やること
下の記録のうち、「For the scoring pass, find every instance of the man's arm」がある行から「[[92, 231], [23, 242]]」がある行までを、最初と最後の行も入れて、そのまま書き写してください。

═════ 使う記録 ═════

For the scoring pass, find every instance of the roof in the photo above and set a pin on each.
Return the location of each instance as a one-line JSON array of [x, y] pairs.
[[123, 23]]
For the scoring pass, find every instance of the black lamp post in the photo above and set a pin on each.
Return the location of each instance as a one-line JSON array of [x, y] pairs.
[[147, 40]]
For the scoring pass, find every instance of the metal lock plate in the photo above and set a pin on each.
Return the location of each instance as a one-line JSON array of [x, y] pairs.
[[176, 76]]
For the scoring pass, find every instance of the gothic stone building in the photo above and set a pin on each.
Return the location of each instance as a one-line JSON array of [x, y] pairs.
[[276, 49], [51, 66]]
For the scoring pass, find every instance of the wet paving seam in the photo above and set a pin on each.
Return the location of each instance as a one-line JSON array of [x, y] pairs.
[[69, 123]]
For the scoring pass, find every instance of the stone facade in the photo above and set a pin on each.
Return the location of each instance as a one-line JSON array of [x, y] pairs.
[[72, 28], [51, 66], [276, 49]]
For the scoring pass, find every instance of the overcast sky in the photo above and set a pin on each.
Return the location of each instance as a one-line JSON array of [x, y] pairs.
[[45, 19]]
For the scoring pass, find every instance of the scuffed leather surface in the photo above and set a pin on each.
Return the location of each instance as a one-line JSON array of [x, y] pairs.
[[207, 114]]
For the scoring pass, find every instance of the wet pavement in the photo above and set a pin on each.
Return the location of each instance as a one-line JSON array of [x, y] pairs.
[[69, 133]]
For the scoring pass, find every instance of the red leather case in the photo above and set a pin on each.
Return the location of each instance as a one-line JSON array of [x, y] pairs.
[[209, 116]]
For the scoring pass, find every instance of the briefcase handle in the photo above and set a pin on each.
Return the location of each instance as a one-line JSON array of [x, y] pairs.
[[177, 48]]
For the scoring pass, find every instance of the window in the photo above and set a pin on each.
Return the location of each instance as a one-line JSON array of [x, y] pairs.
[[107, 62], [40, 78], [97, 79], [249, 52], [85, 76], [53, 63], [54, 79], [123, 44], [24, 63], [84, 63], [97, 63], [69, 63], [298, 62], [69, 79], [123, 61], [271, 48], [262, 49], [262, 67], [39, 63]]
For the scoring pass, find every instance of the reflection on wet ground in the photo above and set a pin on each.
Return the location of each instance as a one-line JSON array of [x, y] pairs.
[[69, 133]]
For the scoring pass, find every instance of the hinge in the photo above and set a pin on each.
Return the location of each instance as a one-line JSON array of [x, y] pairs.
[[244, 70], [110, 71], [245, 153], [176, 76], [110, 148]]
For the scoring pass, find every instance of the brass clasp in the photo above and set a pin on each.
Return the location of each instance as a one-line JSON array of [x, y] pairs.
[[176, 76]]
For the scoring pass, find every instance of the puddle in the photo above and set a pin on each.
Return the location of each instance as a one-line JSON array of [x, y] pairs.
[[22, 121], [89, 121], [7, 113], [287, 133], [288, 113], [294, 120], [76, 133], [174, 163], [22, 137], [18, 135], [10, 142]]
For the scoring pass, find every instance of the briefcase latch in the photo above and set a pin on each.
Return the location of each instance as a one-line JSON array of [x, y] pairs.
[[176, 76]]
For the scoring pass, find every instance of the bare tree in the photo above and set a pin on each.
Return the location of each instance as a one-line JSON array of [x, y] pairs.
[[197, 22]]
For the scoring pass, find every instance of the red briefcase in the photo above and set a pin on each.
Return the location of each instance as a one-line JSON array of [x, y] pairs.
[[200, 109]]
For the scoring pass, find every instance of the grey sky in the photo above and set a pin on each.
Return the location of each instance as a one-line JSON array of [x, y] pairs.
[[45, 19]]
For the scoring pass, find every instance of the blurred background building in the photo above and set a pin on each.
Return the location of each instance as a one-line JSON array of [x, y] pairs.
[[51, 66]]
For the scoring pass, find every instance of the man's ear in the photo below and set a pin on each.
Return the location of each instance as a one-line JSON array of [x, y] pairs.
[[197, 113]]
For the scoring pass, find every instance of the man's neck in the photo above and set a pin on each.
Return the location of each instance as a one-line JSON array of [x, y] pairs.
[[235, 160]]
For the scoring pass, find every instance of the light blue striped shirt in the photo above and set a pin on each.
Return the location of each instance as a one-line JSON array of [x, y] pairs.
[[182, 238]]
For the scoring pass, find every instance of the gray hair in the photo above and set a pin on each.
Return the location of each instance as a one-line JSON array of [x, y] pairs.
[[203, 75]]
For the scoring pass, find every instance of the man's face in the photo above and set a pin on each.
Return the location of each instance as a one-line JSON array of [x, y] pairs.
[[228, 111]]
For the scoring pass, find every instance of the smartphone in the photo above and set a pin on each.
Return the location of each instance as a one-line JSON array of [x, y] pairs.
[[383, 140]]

═════
═════ 使う記録 ═════

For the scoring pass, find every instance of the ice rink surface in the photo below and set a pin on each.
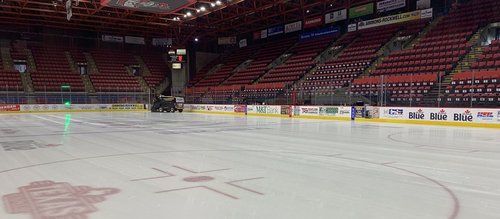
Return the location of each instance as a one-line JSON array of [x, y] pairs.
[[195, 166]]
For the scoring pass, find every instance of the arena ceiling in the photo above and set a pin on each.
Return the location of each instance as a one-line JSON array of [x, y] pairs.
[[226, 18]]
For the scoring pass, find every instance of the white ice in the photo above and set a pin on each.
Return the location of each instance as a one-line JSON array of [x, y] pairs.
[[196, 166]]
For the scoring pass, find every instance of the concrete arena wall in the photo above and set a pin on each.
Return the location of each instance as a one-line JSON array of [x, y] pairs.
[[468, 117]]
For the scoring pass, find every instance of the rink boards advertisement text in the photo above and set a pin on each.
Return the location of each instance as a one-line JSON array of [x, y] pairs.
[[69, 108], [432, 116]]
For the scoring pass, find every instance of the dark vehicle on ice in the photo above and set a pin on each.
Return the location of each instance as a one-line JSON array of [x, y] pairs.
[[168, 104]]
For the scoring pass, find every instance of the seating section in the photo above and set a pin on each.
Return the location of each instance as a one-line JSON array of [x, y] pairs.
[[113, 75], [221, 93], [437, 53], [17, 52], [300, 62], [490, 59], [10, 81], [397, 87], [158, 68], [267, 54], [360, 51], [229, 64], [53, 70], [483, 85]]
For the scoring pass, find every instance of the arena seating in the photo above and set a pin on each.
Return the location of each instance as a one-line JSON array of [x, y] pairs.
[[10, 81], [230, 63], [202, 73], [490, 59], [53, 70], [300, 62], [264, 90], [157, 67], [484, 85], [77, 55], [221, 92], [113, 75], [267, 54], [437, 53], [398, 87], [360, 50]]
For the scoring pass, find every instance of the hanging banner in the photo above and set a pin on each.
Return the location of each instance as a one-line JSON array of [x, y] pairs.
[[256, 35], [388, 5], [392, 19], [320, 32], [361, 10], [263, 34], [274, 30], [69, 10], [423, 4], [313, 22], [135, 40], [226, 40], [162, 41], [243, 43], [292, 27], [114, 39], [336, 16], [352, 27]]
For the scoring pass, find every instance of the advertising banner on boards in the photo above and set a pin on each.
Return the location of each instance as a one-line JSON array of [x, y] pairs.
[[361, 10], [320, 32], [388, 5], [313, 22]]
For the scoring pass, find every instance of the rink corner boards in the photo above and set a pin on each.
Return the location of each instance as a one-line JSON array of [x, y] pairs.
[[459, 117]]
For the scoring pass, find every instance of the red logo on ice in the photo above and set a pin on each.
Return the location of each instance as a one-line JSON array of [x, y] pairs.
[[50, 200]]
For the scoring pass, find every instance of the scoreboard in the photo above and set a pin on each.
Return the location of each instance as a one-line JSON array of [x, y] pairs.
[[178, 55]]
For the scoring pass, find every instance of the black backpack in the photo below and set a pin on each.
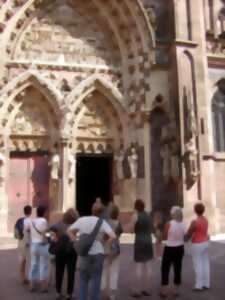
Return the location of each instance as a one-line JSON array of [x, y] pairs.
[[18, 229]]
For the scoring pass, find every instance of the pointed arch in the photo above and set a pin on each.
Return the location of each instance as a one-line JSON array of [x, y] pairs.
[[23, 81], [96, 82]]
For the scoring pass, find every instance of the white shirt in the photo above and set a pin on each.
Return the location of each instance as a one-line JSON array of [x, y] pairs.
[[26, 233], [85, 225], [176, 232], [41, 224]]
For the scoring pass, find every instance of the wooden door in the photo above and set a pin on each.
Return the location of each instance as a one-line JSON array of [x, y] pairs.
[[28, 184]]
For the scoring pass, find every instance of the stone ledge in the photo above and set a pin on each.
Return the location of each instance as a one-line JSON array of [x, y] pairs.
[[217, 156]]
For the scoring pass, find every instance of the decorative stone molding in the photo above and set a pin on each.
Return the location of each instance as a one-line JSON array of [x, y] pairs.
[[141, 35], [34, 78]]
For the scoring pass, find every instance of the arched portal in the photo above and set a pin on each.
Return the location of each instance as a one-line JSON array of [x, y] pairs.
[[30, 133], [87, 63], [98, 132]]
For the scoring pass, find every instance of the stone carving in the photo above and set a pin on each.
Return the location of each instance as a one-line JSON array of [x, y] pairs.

═════
═════ 使う記録 ═════

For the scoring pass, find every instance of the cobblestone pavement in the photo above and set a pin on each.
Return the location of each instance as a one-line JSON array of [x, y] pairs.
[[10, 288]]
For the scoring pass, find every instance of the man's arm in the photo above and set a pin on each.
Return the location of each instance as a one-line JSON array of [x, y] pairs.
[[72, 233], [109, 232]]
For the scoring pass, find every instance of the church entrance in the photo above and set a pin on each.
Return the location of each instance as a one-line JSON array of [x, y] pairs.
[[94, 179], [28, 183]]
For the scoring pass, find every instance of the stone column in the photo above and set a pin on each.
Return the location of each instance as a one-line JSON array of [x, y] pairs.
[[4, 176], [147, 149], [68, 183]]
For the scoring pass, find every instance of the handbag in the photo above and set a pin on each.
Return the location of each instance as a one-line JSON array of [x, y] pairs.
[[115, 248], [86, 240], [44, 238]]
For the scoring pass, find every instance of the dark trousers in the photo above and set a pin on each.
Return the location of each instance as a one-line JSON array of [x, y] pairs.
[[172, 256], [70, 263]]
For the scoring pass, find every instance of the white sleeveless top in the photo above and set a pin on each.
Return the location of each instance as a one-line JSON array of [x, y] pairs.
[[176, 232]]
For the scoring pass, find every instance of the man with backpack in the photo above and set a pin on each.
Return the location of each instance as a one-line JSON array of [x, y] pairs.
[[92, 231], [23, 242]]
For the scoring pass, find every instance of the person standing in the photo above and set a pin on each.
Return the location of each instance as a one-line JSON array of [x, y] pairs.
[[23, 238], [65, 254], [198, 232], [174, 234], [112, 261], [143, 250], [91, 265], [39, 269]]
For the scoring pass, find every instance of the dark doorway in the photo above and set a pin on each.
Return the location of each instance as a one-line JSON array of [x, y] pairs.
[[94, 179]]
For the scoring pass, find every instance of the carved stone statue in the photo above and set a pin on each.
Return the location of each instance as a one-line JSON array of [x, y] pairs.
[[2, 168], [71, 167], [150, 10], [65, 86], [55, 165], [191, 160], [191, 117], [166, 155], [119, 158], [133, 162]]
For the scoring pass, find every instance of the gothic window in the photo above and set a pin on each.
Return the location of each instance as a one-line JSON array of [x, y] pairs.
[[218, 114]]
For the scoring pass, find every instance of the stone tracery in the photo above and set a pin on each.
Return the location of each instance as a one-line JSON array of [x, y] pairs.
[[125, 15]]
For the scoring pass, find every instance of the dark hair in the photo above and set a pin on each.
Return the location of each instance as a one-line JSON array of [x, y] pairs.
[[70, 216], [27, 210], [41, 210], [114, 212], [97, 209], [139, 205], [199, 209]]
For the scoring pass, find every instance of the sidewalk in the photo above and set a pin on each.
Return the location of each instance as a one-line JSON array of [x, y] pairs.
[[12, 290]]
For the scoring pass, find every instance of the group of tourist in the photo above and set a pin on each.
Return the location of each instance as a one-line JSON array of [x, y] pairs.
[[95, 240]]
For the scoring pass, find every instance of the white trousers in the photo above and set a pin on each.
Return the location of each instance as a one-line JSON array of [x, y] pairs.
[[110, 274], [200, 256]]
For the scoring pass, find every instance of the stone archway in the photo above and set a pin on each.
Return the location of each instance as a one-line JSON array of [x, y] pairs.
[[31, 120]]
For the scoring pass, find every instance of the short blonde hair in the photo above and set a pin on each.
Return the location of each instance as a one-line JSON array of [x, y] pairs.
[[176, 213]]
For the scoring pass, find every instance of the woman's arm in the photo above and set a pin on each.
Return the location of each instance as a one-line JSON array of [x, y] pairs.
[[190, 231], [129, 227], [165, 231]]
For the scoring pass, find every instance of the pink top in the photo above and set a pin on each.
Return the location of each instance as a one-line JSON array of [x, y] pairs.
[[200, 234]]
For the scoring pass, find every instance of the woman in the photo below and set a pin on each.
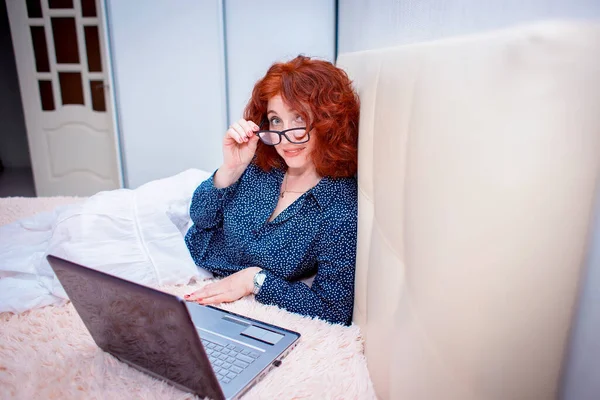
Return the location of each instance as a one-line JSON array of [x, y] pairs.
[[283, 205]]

═════

回答
For the scoring pass, find every instance of the man's arm in the photo above and set a pin on each.
Return the location of each instance as a one-line JSON array of [x, y] pairs.
[[72, 233], [109, 232]]
For the scoring pass, find every instance of the church entrance in the photo above and set a pin on each.
Return the location of each instance as a one-line JSON array of [x, y] pairs.
[[94, 179], [28, 183]]
For the scoring pass, find every instance of the stone column in the photo above and set a pin on each.
Return the location of each instance as a one-line JSON array of [x, y] pairs.
[[4, 176], [147, 149], [68, 183]]
For the scoring pass, find every instance of the handbag in the photo above and set a pin on each.
Return the location of each instance as a one-line JSON array of [x, y] pairs.
[[115, 248], [86, 240], [44, 238]]
For the scoring pass, find every instance of the dark trousers in the photo above and set a pin on each.
Return the location of each instance as a one-line JSON array of [x, y] pairs.
[[172, 256], [70, 263]]
For the scoring pass, find every instance of the white sleeveless top in the photo above and set a pin on each.
Return the location of each instance as a one-line JSON array of [x, y] pairs.
[[176, 232]]
For the scoring pass, find every instance of the man with backpack in the photo above and set a pin on each.
Return the location of each instance as a one-line JSON array of [x, y] pairs.
[[92, 231], [23, 242]]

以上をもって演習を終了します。